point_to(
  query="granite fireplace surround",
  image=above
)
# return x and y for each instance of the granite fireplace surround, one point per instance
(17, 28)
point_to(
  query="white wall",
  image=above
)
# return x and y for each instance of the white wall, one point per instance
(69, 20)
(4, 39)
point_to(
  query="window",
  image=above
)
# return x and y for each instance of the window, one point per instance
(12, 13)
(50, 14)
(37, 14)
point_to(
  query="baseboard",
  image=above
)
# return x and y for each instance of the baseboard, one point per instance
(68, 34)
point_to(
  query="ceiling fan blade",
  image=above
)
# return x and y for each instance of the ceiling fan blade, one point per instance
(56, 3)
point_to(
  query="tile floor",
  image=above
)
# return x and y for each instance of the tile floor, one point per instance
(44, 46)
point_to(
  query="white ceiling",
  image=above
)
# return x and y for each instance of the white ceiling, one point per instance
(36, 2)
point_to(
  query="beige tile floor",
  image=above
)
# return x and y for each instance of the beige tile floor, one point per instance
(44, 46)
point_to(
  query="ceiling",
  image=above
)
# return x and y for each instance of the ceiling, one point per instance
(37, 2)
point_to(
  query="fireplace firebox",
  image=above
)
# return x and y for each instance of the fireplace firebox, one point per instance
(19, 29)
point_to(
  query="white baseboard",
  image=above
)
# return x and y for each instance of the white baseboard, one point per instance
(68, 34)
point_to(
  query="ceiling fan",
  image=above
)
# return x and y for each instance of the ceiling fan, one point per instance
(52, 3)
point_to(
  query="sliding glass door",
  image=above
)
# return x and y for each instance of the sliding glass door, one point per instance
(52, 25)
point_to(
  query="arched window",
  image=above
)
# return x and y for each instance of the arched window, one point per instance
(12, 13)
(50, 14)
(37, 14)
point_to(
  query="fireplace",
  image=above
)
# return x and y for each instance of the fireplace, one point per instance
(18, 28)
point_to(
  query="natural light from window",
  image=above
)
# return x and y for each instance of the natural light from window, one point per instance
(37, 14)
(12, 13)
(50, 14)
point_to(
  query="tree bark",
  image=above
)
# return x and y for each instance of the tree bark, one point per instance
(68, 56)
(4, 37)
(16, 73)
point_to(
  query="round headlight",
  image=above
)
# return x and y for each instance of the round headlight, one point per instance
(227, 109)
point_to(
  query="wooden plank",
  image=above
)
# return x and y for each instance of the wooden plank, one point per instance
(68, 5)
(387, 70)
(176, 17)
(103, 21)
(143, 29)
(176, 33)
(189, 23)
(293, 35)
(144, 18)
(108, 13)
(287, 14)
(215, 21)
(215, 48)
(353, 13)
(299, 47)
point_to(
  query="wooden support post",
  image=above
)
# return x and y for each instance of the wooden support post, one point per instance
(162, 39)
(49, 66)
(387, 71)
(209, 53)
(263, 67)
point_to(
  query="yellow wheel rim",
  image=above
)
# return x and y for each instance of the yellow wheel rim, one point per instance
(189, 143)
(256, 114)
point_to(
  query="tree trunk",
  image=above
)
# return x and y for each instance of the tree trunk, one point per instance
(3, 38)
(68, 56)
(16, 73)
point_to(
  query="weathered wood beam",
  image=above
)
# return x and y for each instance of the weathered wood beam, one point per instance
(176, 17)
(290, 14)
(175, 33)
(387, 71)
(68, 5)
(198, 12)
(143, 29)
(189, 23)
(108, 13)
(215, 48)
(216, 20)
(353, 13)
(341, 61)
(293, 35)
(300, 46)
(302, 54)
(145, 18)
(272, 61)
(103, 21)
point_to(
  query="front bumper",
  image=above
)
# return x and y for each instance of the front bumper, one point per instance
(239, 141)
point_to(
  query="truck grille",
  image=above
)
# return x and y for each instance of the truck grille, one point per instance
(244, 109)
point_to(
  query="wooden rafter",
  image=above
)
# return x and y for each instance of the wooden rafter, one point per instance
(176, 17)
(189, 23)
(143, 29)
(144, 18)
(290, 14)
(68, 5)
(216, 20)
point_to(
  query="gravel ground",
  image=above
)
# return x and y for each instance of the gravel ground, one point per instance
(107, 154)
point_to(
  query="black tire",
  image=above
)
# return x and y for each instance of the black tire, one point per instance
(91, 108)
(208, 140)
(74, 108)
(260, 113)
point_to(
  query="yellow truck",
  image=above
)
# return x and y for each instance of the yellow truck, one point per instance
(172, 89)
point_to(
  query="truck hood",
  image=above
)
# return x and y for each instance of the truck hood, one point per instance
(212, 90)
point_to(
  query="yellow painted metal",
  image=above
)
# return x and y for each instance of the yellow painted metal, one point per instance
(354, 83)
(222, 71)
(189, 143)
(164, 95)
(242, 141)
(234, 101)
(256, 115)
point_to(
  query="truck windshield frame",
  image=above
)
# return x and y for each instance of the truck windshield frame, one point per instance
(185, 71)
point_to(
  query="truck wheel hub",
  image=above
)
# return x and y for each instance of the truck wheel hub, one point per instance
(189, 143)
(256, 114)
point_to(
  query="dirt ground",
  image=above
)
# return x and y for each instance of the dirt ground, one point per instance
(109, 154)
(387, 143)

========

Return every line of the listing above that contains the string "baseboard", with case counting.

  query="baseboard",
# return x and y for each instance of the baseboard, one point per instance
  query="white baseboard",
# return x and y for each instance of the white baseboard, one point per instance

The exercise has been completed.